Exercise brief:
Write out exactly, please, the lines from the one containing "Where in this photo can the windshield sticker" to the end of the material.

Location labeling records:
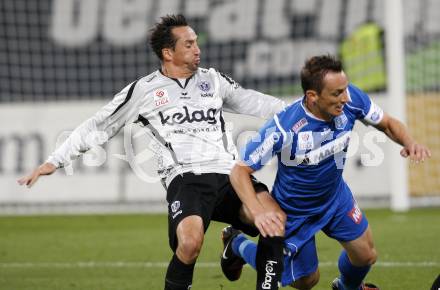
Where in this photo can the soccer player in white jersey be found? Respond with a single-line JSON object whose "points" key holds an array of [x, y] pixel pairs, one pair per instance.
{"points": [[182, 106], [310, 139]]}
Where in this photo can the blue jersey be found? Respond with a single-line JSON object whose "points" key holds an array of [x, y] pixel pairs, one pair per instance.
{"points": [[310, 151]]}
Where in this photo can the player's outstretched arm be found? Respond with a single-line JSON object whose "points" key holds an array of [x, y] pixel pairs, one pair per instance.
{"points": [[44, 169], [398, 132], [268, 221]]}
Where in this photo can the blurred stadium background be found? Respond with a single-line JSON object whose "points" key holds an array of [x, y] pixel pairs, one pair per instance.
{"points": [[61, 60]]}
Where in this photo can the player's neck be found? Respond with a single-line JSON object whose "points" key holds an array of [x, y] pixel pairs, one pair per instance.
{"points": [[315, 111], [176, 72]]}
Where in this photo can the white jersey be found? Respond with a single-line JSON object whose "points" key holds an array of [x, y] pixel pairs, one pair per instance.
{"points": [[185, 118]]}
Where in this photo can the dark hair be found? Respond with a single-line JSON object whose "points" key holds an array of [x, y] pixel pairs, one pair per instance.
{"points": [[315, 69], [161, 35]]}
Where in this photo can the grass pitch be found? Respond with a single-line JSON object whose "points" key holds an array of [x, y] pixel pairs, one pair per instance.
{"points": [[129, 252]]}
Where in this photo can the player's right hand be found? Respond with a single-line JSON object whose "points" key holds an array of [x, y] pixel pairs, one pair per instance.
{"points": [[43, 169], [269, 223]]}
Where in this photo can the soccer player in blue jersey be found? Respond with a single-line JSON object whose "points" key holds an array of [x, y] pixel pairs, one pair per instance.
{"points": [[310, 139]]}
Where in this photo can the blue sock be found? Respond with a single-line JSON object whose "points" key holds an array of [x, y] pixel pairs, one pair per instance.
{"points": [[351, 276], [245, 248]]}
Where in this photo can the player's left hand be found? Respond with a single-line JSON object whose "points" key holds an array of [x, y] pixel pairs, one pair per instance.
{"points": [[416, 152], [43, 169]]}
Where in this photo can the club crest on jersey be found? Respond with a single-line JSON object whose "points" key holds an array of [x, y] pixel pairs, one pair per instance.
{"points": [[299, 125], [340, 121], [204, 86], [355, 213], [175, 206], [160, 97], [305, 140]]}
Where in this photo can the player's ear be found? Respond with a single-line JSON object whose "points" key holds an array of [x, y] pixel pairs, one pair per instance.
{"points": [[167, 54], [311, 95]]}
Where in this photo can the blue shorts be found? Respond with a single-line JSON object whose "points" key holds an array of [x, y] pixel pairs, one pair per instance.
{"points": [[343, 221]]}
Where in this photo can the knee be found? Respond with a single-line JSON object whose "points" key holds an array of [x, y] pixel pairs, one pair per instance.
{"points": [[372, 257], [189, 247], [368, 258], [307, 282]]}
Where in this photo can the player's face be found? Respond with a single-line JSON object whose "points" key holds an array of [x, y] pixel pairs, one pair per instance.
{"points": [[187, 52], [333, 96]]}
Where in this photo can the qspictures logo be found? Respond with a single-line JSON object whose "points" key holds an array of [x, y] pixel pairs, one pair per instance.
{"points": [[270, 273]]}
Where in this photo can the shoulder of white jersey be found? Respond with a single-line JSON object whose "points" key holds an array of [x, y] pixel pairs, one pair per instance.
{"points": [[148, 79]]}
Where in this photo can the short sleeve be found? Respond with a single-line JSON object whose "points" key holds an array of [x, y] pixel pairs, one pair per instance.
{"points": [[268, 142], [366, 109]]}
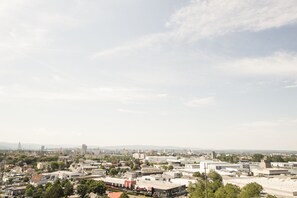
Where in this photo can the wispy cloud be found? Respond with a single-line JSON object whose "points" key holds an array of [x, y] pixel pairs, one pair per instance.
{"points": [[201, 102], [278, 64], [114, 94], [203, 19], [294, 85], [131, 111]]}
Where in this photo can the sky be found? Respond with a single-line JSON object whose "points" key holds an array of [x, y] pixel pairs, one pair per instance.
{"points": [[210, 74]]}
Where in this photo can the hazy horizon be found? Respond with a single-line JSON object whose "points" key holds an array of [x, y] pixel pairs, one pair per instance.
{"points": [[195, 73]]}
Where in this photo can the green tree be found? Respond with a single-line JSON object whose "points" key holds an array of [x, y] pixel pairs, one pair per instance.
{"points": [[251, 190], [227, 191], [54, 165], [29, 190], [197, 174], [82, 190], [124, 195], [54, 191], [257, 157], [113, 172], [271, 196], [197, 189], [68, 189], [170, 167], [97, 187]]}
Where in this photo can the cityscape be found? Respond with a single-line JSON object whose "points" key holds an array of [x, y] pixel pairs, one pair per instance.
{"points": [[94, 172], [148, 98]]}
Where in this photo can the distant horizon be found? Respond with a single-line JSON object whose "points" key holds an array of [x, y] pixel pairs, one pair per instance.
{"points": [[37, 146], [208, 74]]}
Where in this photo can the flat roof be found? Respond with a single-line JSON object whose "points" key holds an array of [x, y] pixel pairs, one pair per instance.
{"points": [[157, 184]]}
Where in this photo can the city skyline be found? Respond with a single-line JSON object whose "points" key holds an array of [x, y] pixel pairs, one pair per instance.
{"points": [[202, 74]]}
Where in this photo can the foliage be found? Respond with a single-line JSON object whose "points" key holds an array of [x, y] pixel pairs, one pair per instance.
{"points": [[257, 157], [227, 191], [251, 190], [68, 189], [88, 186], [271, 196], [216, 189], [29, 190], [197, 174], [54, 191], [113, 171], [124, 195], [82, 190]]}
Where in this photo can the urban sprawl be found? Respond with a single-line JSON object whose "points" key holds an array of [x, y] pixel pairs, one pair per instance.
{"points": [[121, 173]]}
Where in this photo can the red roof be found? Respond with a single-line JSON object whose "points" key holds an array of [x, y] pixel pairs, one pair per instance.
{"points": [[115, 194]]}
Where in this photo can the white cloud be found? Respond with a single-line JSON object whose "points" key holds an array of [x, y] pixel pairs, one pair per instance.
{"points": [[201, 102], [278, 125], [279, 64], [131, 111], [209, 18], [114, 94], [294, 85], [202, 19]]}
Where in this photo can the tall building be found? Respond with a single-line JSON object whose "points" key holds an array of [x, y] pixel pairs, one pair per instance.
{"points": [[84, 149], [42, 149], [19, 146]]}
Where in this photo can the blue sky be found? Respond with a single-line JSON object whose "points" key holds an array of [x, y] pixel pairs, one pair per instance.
{"points": [[206, 74]]}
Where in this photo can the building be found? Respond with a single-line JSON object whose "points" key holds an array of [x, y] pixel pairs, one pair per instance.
{"points": [[265, 168], [161, 189], [280, 187], [83, 149], [159, 159]]}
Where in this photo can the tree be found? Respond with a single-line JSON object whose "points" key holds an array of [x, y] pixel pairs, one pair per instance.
{"points": [[54, 191], [82, 190], [271, 196], [197, 189], [97, 187], [257, 157], [68, 189], [197, 174], [124, 195], [227, 191], [113, 172], [29, 190], [251, 190], [54, 165]]}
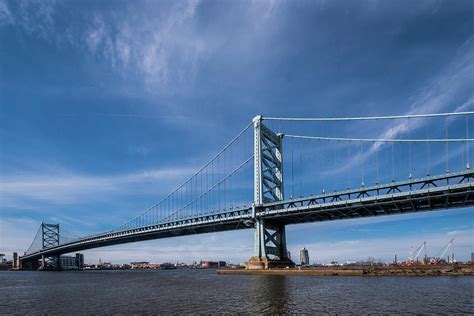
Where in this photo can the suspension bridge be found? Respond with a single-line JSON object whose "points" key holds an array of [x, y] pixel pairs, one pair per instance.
{"points": [[282, 171]]}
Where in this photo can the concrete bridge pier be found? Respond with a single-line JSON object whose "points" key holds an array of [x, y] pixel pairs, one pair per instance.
{"points": [[269, 247]]}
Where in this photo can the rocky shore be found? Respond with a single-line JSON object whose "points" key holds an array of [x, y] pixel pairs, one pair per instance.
{"points": [[428, 270]]}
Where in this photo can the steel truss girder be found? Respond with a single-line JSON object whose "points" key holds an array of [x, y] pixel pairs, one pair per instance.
{"points": [[394, 188], [270, 240], [450, 190], [268, 164], [50, 239]]}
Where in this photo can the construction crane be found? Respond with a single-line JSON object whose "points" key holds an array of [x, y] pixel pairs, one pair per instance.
{"points": [[440, 254], [417, 251]]}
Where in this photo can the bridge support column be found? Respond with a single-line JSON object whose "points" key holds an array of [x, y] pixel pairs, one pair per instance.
{"points": [[270, 239], [50, 238]]}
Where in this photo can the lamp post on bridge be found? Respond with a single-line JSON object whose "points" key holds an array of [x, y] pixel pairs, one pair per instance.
{"points": [[270, 238]]}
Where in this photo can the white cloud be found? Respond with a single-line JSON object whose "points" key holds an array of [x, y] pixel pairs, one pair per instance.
{"points": [[5, 14], [386, 248], [67, 187], [438, 95]]}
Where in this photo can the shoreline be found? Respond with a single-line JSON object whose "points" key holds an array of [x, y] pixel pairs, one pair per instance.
{"points": [[467, 270]]}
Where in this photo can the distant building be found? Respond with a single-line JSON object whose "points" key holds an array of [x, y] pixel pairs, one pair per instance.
{"points": [[304, 257], [139, 264], [72, 262], [210, 264], [15, 261], [68, 262], [79, 260]]}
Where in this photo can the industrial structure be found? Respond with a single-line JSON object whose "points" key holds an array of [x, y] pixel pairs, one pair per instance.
{"points": [[304, 257], [218, 196]]}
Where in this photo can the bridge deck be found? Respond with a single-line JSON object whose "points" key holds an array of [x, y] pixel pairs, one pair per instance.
{"points": [[417, 195]]}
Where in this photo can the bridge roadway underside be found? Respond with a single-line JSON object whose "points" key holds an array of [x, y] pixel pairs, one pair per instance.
{"points": [[421, 195]]}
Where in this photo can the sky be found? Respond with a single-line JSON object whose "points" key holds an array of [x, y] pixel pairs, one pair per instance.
{"points": [[106, 106]]}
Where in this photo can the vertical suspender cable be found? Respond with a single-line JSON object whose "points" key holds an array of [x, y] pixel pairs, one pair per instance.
{"points": [[409, 151], [350, 163], [292, 176], [377, 161], [393, 164], [362, 162], [446, 144], [468, 165], [348, 157]]}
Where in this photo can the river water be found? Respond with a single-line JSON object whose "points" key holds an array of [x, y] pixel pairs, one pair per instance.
{"points": [[203, 291]]}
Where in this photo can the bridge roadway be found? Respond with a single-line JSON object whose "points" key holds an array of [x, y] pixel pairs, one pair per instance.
{"points": [[447, 191]]}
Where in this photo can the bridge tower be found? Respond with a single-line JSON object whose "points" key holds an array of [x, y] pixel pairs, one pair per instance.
{"points": [[50, 238], [270, 240]]}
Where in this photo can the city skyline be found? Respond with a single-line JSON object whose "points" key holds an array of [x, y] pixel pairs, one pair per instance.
{"points": [[85, 128]]}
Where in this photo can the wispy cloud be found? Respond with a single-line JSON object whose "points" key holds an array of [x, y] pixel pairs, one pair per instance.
{"points": [[67, 187], [438, 95], [386, 248], [5, 14]]}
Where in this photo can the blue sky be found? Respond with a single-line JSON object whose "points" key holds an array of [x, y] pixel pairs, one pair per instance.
{"points": [[107, 106]]}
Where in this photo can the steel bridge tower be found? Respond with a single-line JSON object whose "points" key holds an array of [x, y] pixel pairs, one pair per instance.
{"points": [[50, 238], [270, 239]]}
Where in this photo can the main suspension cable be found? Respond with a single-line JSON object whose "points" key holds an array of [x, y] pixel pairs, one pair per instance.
{"points": [[367, 118], [386, 140]]}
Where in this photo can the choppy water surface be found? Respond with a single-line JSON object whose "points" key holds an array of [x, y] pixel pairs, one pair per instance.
{"points": [[203, 291]]}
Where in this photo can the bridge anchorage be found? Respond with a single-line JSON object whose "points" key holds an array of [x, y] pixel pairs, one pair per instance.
{"points": [[221, 196]]}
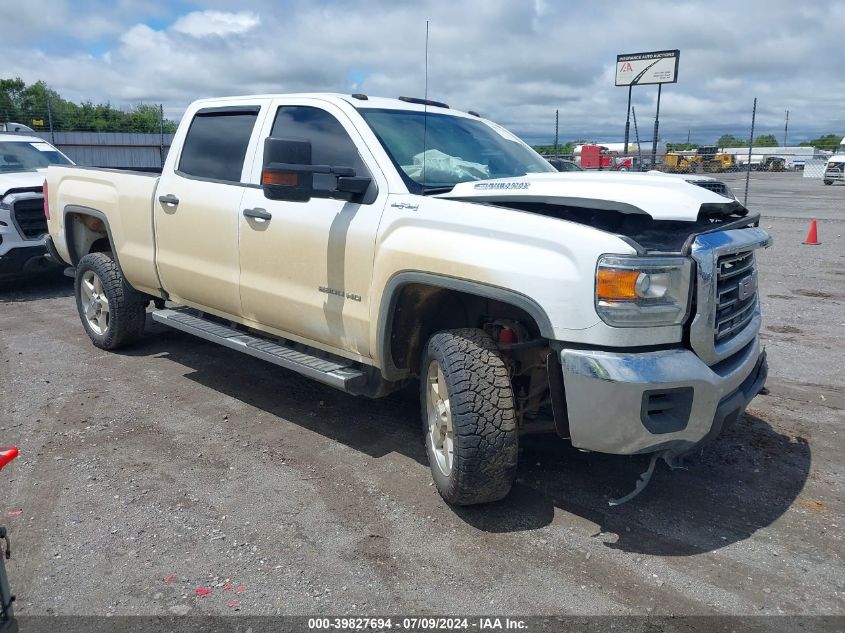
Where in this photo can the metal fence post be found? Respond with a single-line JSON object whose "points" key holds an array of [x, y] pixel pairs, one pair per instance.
{"points": [[750, 145]]}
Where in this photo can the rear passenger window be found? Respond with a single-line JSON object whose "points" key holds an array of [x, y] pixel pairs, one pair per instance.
{"points": [[330, 144], [216, 143]]}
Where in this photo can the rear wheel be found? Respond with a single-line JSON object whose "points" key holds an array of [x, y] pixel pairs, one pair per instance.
{"points": [[111, 312], [468, 417]]}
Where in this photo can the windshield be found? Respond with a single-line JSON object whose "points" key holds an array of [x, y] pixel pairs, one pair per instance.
{"points": [[24, 156], [457, 149]]}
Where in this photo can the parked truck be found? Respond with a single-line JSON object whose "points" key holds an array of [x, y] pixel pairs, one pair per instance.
{"points": [[23, 228], [369, 243], [834, 171]]}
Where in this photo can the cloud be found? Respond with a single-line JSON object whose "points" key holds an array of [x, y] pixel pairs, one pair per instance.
{"points": [[514, 62], [205, 23]]}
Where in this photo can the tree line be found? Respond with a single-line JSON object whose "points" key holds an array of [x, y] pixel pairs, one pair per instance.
{"points": [[37, 105]]}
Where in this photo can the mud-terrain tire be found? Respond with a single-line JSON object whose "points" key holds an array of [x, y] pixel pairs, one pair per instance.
{"points": [[475, 417], [111, 311]]}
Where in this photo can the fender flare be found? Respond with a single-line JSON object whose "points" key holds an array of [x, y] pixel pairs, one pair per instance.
{"points": [[467, 286], [69, 241]]}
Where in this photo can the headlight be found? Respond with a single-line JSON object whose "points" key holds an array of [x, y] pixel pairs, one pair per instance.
{"points": [[641, 291]]}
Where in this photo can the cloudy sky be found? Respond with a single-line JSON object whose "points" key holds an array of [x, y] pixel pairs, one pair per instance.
{"points": [[514, 61]]}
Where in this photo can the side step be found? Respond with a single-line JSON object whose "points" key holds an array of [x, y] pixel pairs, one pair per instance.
{"points": [[339, 374]]}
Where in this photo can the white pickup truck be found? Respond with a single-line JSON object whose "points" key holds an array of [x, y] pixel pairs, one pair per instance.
{"points": [[368, 242], [23, 161]]}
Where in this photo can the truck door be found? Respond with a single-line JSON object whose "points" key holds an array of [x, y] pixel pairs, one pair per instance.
{"points": [[198, 203], [306, 271]]}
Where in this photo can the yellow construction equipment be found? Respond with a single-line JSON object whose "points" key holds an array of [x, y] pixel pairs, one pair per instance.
{"points": [[706, 158]]}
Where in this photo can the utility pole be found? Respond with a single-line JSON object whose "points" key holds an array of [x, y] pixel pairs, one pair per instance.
{"points": [[557, 121], [628, 119], [785, 128], [750, 145], [50, 121], [656, 128], [161, 133]]}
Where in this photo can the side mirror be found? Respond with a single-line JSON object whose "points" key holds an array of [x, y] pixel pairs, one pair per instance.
{"points": [[289, 175]]}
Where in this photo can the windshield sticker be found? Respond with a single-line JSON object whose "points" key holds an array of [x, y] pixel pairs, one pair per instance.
{"points": [[484, 186]]}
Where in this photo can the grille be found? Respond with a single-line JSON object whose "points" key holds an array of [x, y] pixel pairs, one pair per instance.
{"points": [[29, 216], [713, 185], [736, 294]]}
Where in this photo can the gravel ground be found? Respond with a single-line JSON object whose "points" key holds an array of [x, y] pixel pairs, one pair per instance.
{"points": [[178, 465]]}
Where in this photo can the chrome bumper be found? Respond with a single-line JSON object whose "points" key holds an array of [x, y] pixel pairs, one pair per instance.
{"points": [[667, 400]]}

Solution to the exercise:
Where in this photo can the windshield sticker be found? Respond with a single-line JSON object whose "points" key holds an array of [x, y] pixel pairs, one pair per instance.
{"points": [[484, 186]]}
Where in this photo can the grille be found? Respond with a single-line JSON object whose "points" key holds an array of [x, y] pixel pairs, one pair per instance.
{"points": [[29, 216], [713, 185], [736, 294]]}
Where in this photo can the gravel ground be found? Respond with a single-line JSON object whose "points" key holds an array of [x, y] pixel pairs, one pair per instance.
{"points": [[178, 465]]}
Where in this photo can the chrome bumper be found? Respond with a single-line JSON object whose "points" key holds an array of [x, y] pixel pairs, one pair per instance.
{"points": [[667, 400]]}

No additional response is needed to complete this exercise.